§ Problem A:
Decide whether each statement agrees with the news excerpt on the fiscal cliff talks: (i) the White House spokeswoman says the president has already signed more than $1 trillion in spending cuts into law; (ii) Charles E. Schumer is a Republican senator from New York; (iii) Mitch McConnell says the White House moved closer to consensus. Answer yes or no for each and quote the words of the excerpt that decide it.
§ Problem B:
Write the next few paragraphs of the news excerpt on the fiscal cliff talks, picking up after its final sentence.

§ Extract:
Amy Brundage, a White House spokeswoman, said: “Right now, the only thing preventing us from reaching a deal that averts the fiscal cliff and avoids a tax hike on 98 percent of Americans is the refusal of Congressional Republicans to ask the very wealthiest individuals to pay higher tax rates. The president has already signed into law over $1 trillion in spending cuts and we remain willing to do tough things to compromise, and it’s time for Republicans in Washington to join the chorus of other voices — from the business community to middle-class Americans across the country — who support a balanced approach that asks more from the wealthiest Americans.”

Beneath the outward shows of frustration and rancor, Democrats said a deal could still be reached before hundreds of billions of dollars in automatic tax increases and spending cuts go into effect, threatening the fragile economy. Senator Charles E. Schumer, Democrat of New York, pointed to conservative Republicans who have suggested that the House quickly pass Democratic legislation in the Senate extending the expiring tax cuts for income below $250,000.

“All you have to do is just listen to what’s happening out there and you realize there is progress,” he said.

But publicly, the leaders of neither side were giving an inch. And Republican aides said the details of the White House proposal pointed to a re-elected president who believes he can bully Congress.

“They took a step backward, moving away from consensus and significantly closer to the cliff,” said Senator Mitch McConnell of Kentucky, the Republican leader.

§ Dataset entries:

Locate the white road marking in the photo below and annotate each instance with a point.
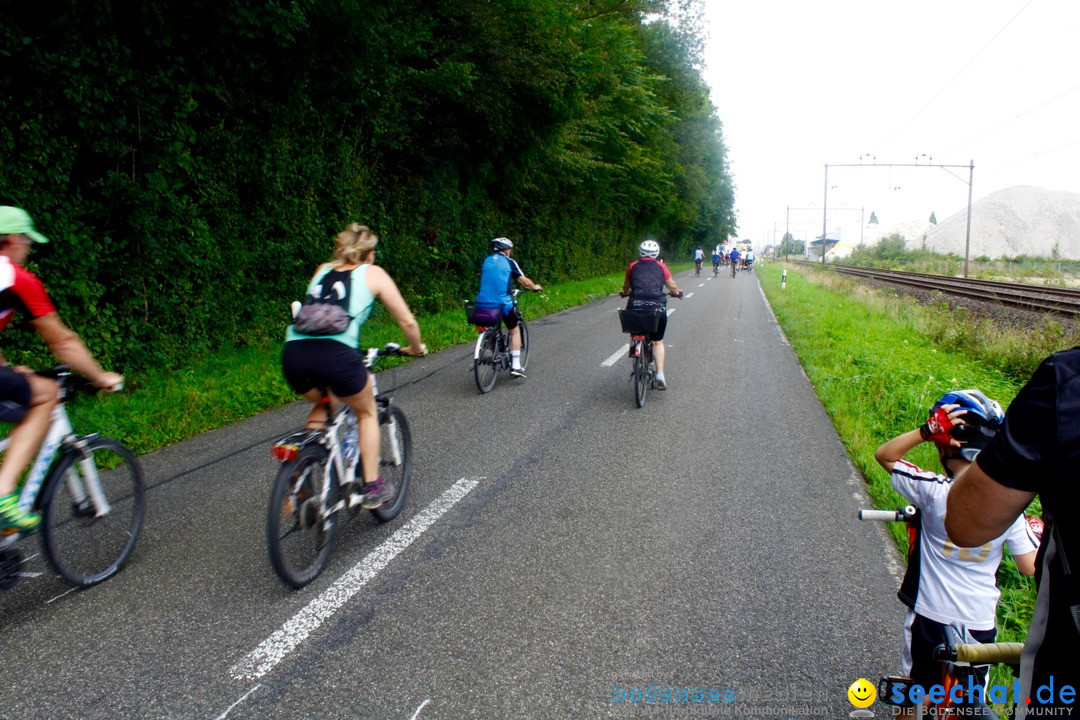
(61, 595)
(615, 357)
(622, 352)
(417, 714)
(297, 628)
(242, 698)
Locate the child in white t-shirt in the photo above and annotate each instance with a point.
(945, 584)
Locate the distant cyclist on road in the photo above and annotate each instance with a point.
(496, 282)
(646, 282)
(28, 399)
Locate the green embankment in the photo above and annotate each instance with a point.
(877, 362)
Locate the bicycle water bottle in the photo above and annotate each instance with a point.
(350, 450)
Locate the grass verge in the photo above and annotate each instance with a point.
(877, 362)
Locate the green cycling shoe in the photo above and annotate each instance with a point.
(13, 518)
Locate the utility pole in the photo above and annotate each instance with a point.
(969, 181)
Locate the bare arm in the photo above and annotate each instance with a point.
(383, 287)
(70, 350)
(981, 508)
(896, 448)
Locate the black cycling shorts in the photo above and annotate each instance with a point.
(14, 394)
(319, 363)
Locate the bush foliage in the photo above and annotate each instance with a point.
(190, 159)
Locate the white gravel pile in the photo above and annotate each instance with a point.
(1017, 220)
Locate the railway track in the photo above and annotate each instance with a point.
(1060, 300)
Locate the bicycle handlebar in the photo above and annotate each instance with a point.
(72, 382)
(991, 652)
(670, 294)
(888, 515)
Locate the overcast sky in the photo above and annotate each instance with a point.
(804, 83)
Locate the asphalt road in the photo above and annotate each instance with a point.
(577, 554)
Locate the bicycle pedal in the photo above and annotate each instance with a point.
(82, 508)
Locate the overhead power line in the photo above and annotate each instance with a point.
(949, 83)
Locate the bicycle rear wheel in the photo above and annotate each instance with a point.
(395, 461)
(485, 368)
(640, 375)
(85, 541)
(525, 342)
(299, 532)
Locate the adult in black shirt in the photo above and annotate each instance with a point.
(1036, 452)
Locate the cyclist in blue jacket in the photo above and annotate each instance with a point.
(496, 282)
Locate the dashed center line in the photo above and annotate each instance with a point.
(302, 624)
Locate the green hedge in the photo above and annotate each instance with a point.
(191, 159)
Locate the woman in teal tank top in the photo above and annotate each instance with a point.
(311, 363)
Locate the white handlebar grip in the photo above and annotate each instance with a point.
(886, 515)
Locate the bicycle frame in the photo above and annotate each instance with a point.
(500, 335)
(329, 437)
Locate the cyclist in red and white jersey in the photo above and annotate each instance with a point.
(27, 399)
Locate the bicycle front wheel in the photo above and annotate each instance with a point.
(525, 342)
(395, 461)
(485, 368)
(92, 510)
(299, 529)
(640, 376)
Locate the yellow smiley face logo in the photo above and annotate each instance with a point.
(862, 693)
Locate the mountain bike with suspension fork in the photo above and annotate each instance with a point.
(642, 323)
(960, 692)
(90, 493)
(316, 480)
(491, 353)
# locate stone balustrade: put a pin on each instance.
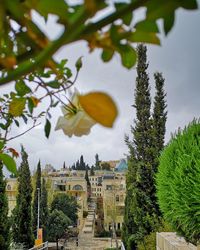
(170, 241)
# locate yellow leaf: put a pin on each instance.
(17, 106)
(99, 106)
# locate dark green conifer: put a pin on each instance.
(4, 224)
(97, 162)
(159, 113)
(35, 199)
(44, 212)
(141, 210)
(22, 226)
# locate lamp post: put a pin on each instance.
(38, 214)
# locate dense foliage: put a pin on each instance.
(35, 198)
(178, 182)
(44, 212)
(4, 222)
(68, 205)
(27, 53)
(22, 224)
(141, 210)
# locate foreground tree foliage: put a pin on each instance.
(22, 214)
(68, 205)
(4, 221)
(178, 182)
(141, 210)
(27, 54)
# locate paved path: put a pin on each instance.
(86, 240)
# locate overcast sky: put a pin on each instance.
(178, 59)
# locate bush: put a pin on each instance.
(178, 182)
(149, 242)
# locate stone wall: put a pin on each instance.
(170, 241)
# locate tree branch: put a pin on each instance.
(69, 35)
(16, 136)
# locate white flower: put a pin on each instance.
(75, 120)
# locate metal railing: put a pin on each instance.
(40, 247)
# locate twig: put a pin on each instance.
(34, 125)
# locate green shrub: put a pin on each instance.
(178, 182)
(149, 242)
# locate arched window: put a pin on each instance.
(77, 187)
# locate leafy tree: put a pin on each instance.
(44, 212)
(22, 227)
(4, 224)
(58, 223)
(141, 211)
(97, 162)
(68, 205)
(27, 52)
(35, 199)
(178, 182)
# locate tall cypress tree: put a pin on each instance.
(44, 212)
(35, 199)
(97, 162)
(159, 113)
(4, 225)
(22, 227)
(140, 212)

§ Written answer A:
(i) Yes: "The president has already signed into law over $1 trillion in spending cuts"
(ii) No: "Senator Charles E. Schumer, Democrat of New York"
(iii) No: "They took a step backward, moving away from consensus and significantly closer to the cliff"

§ Written answer B:
The president’s proposal does stick to the broad framework of the deal Mr. Boehner wants: an upfront deficit-reduction “down payment” that would serve to cancel the automatic tax increases and spending cuts while still signaling seriousness on the deficit, followed by a second stage in which Congress would work next year on overhauling the tax code and social programs to secure more deficit reduction.

But the details show how far the president is ready to push House Republicans. The upfront tax increases in the proposal go beyond what Senate Democrats were able to pass earlier this year. Tax rates would go up for higher-income earners, as in the Senate bill, but Mr. Obama wants their dividends to be taxed as ordinary income, something the Senate did not approve. He also wants the estate tax to be levied at 45 percent on inheritances over $3.5 million, a step several Democratic senators balked at. The Senate bill made no changes to the estate tax, which currently taxes inheritances over $5 million at 35 percent. On Jan. 1, the estate tax is scheduled to rise to 55 percent beginning with inheritances exceeding $1 million.

Administration negotiators also want the initial stage to include an extension of the payroll tax cut or an equivalent policy aimed at working-class families, an extension of a business tax credit for investments, and the extension of a number of other expiring business tax credits, like the one on research and development.

To ensure that there are no more crises like the debt ceiling impasse last year, Mr. Geithner proposed permanently ending Congressional purview over the federal borrowing limit, Republican aides said. He said that Congress could be allowed to pass a resolution blocking an increase in the debt limit, but that the president would be able to veto that resolution. Congress could block a higher borrowing limit only if two-thirds of lawmakers overrode the veto.

In total, Mr. Geithner presented the package as a $4 trillion reduction in future deficits, but that too was disputed. The figure includes cuts to domestic programs agreed to last year that the White House put at $1.2 trillion but that Republicans say is about $300 billion less. And it counts savings from ending the wars in Iraq and Afghanistan, even though no one has proposed maintaining war spending over the next decade at the current rate.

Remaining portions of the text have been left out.